[Texto fornecido]
= = = =
A integração pelo conhecimento


Marco Aurélio Nogueira
Gramsci e o Brasil / La Insignia, setembro de 2007.

 

Pesquisadores reunidos no VI Encontro Internacional do Fórum Universitário Mercosul-FOMERCO, realizado em Aracaju entre 12 e 14 de setembro, foram surpreendidos com uma notícia que produziu imediato efeito positivo em sua agenda de trabalho.

Falando na condição de representante ofical do Ministro da Educação, o professor Hélgio Trindade anunciou o iminente início de funcionamento do Instituto Mercosul de Estudos Avançados, iniciativa patrocinada pelo governo brasileiro com o intuito de promover e incrementar pesquisas e atividades educativas voltadas para a integração regional sul-americana. Trata-se da primeira materialização de uma idéia que já apareceu em alguns pronunciamentos presidenciais, qual seja, a de oganizar uma universidade especificamente direcionada para a integração dos países da região.

O fato está revestido de inegável importância simbólica e, sobretudo, de uma louvável sabedoria estratégica, já que a forma encontrada - um Instituto de Estudos, em vez de uma universidade - parece ser bastante adequada, pois se caracteriza pela leveza e pela operacionalidade e pode, com isso, cumprir funções de relevo em curto espaço de tempo e sem muitas turbulências.
= = = =
[Dados fornecidos]
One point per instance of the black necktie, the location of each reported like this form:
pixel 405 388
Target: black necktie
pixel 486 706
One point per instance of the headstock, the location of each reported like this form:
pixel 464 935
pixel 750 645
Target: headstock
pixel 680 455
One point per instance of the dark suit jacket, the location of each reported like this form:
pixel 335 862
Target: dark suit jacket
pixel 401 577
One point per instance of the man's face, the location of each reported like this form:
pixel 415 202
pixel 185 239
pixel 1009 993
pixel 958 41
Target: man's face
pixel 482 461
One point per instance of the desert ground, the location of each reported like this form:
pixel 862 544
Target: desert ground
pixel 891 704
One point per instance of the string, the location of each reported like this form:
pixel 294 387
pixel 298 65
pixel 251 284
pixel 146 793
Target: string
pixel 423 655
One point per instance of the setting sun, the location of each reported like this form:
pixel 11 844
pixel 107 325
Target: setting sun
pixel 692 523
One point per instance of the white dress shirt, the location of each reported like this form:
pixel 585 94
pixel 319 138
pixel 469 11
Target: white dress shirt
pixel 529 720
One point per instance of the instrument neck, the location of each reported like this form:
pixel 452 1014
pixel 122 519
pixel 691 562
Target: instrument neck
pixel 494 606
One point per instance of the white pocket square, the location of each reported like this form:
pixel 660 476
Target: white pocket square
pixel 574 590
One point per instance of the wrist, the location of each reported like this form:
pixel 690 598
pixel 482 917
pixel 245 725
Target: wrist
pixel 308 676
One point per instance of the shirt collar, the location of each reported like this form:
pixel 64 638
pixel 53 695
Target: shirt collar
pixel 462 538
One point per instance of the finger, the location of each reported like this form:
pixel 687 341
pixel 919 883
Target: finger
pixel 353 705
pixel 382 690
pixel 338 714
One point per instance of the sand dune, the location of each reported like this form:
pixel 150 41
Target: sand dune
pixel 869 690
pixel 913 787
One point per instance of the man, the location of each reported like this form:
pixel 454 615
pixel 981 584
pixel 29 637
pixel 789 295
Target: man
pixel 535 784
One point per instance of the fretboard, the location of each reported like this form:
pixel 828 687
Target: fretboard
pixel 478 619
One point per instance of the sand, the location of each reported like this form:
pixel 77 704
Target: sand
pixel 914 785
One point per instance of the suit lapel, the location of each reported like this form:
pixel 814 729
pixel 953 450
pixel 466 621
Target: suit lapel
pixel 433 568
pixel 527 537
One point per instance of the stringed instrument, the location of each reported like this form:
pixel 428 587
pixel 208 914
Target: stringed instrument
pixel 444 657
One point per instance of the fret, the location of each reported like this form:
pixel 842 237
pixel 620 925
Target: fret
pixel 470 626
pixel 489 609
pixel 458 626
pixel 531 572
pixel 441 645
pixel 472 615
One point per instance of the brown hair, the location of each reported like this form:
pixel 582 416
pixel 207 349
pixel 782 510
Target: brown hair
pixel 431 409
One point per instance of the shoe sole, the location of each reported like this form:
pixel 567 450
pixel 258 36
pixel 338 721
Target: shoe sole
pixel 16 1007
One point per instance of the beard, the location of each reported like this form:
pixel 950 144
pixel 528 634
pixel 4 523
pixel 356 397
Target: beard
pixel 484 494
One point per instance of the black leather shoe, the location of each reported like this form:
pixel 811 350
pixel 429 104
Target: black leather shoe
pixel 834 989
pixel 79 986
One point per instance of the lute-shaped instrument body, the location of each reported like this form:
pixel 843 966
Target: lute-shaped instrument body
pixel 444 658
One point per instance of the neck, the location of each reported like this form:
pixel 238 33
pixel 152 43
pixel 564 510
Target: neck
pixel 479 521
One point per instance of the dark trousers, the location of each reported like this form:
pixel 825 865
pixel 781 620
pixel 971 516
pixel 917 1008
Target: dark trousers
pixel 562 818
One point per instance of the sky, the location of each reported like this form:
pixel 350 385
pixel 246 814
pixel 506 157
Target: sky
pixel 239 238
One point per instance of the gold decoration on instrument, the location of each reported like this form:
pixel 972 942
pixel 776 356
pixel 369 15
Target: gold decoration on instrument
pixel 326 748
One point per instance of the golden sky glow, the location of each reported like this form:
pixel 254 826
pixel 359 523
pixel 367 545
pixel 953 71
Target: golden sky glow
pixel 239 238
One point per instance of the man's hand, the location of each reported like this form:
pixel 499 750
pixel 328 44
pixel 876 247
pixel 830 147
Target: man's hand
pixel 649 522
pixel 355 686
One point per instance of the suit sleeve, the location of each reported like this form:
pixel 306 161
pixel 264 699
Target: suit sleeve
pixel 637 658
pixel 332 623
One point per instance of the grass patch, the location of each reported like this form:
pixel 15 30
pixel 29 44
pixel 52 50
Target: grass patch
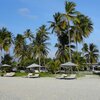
pixel 79 75
pixel 46 75
pixel 20 74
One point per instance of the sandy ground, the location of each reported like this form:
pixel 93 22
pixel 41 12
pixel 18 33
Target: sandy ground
pixel 87 88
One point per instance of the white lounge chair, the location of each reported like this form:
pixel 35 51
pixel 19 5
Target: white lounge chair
= = = =
[Instrução] Devolva o texto fornecido na íntegra, sem alterar nada.

[Resultado a seguir]
A integração pelo conhecimento


Marco Aurélio Nogueira
Gramsci e o Brasil / La Insignia, setembro de 2007.

 

Pesquisadores reunidos no VI Encontro Internacional do Fórum Universitário Mercosul-FOMERCO, realizado em Aracaju entre 12 e 14 de setembro, foram surpreendidos com uma notícia que produziu imediato efeito positivo em sua agenda de trabalho.

Falando na condição de representante ofical do Ministro da Educação, o professor Hélgio Trindade anunciou o iminente início de funcionamento do Instituto Mercosul de Estudos Avançados, iniciativa patrocinada pelo governo brasileiro com o intuito de promover e incrementar pesquisas e atividades educativas voltadas para a integração regional sul-americana. Trata-se da primeira materialização de uma idéia que já apareceu em alguns pronunciamentos presidenciais, qual seja, a de oganizar uma universidade especificamente direcionada para a integração dos países da região.

O fato está revestido de inegável importância simbólica e, sobretudo, de uma louvável sabedoria estratégica, já que a forma encontrada - um Instituto de Estudos, em vez de uma universidade - parece ser bastante adequada, pois se caracteriza pela leveza e pela operacionalidade e pode, com isso, cumprir funções de relevo em curto espaço de tempo e sem muitas turbulências.